Part of the game is asking questions and having fun conversation--so, when Finn asks “What’s a trial?”, I’m pleased and Cheri proclaims, “Oooh, good question!”

Arya, who believes herself the keeper of knowledge, is incredulous at Finn’s lack of information and starts to describe a trail.

“Not a trail, a trial!” he blurts out, clearly near the end of his limited civility.

Before I can launch into a challenging explanation, Cheri goes a smarter route: “Remember how we found the wet spot on the carpet yesterday, and daddy thought Ellie had peed but nobody saw her do it?

Both kids nod.

“Okay,” she continues, “let’s have a little trial and decide if Ellie is guilty or not."

“She’s guilty!” Arya declares.

“Wait,” I say. “This is the point. Ellie deserves to have her argument heard.”

“Daddy, that’s silly,” Finn laughs. “She only speaks Dog.”

I nod. “That is why you are going to speak for her and present her defense. Arya will be the prosecutor and argue that she’s guilty. You both need to think of the reasons you’ll use to argue that she is or isn’t guilty.”

Looking pleased, Arya says, “Well that’s easy! Ellie did it so she is guilty.”

- **Dataset rows**
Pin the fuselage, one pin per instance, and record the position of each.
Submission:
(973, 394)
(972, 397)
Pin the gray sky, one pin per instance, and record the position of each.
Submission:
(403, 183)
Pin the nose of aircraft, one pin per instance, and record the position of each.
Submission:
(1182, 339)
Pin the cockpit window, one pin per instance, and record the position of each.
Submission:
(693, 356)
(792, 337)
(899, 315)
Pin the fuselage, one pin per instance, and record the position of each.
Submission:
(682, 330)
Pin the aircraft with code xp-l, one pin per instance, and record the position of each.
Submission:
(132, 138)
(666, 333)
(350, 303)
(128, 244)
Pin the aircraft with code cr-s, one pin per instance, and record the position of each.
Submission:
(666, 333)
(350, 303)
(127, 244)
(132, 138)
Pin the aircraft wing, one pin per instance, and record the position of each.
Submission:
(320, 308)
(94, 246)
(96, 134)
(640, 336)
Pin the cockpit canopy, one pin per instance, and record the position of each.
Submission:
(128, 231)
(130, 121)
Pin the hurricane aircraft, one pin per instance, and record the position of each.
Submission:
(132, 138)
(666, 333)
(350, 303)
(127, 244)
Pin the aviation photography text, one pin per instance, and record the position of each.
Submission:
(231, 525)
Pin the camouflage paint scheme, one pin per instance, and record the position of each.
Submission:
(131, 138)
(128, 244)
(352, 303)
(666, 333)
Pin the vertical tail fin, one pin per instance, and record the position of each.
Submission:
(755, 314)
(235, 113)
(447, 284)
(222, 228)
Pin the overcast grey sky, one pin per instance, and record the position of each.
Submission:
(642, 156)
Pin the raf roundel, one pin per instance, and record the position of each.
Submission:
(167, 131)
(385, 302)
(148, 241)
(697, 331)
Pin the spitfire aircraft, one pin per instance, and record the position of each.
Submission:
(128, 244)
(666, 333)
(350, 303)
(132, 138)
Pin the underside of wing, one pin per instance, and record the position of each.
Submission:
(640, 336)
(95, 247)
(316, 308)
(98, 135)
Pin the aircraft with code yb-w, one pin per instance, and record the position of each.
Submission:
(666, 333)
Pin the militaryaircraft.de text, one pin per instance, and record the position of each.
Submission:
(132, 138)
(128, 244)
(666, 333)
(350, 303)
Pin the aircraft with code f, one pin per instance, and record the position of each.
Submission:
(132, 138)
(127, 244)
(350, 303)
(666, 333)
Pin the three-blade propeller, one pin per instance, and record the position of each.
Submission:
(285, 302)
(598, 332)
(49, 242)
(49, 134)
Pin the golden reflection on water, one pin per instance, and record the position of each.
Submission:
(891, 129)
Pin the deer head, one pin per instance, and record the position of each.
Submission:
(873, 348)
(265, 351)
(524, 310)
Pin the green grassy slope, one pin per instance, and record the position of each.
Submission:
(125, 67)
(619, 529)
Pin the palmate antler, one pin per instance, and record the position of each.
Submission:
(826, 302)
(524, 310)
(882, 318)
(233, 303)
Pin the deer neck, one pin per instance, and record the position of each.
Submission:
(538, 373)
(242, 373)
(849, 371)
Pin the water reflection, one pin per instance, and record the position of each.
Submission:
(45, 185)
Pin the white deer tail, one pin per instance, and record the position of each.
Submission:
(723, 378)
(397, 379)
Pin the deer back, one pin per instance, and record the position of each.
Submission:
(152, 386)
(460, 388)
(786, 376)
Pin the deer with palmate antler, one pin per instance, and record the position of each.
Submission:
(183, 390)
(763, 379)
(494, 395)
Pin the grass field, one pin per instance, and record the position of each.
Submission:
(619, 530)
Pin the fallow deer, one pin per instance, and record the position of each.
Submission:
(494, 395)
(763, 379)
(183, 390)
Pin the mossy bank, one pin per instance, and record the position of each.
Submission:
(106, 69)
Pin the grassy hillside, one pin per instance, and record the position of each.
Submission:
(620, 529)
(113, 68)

- **TO BE DONE**
1. Please print the part of the family trial passage starting with "Part of the" and going on through "his limited civility.".
2. Name every person or pet identified by name in the family trial passage.
3. In the family trial passage, what role is Arya given in the trial?
The records are separate material, apart from the family trial passage.

- **SET OF ANSWERS**
1.
Part of the game is asking questions and having fun conversation--so, when Finn asks “What’s a trial?”, I’m pleased and Cheri proclaims, “Oooh, good question!”

Arya, who believes herself the keeper of knowledge, is incredulous at Finn’s lack of information and starts to describe a trail.

“Not a trail, a trial!” he blurts out, clearly near the end of his limited civility.

2. Finn, Cheri, Arya, Ellie

3. She will be the prosecutor and argue that Ellie is guilty.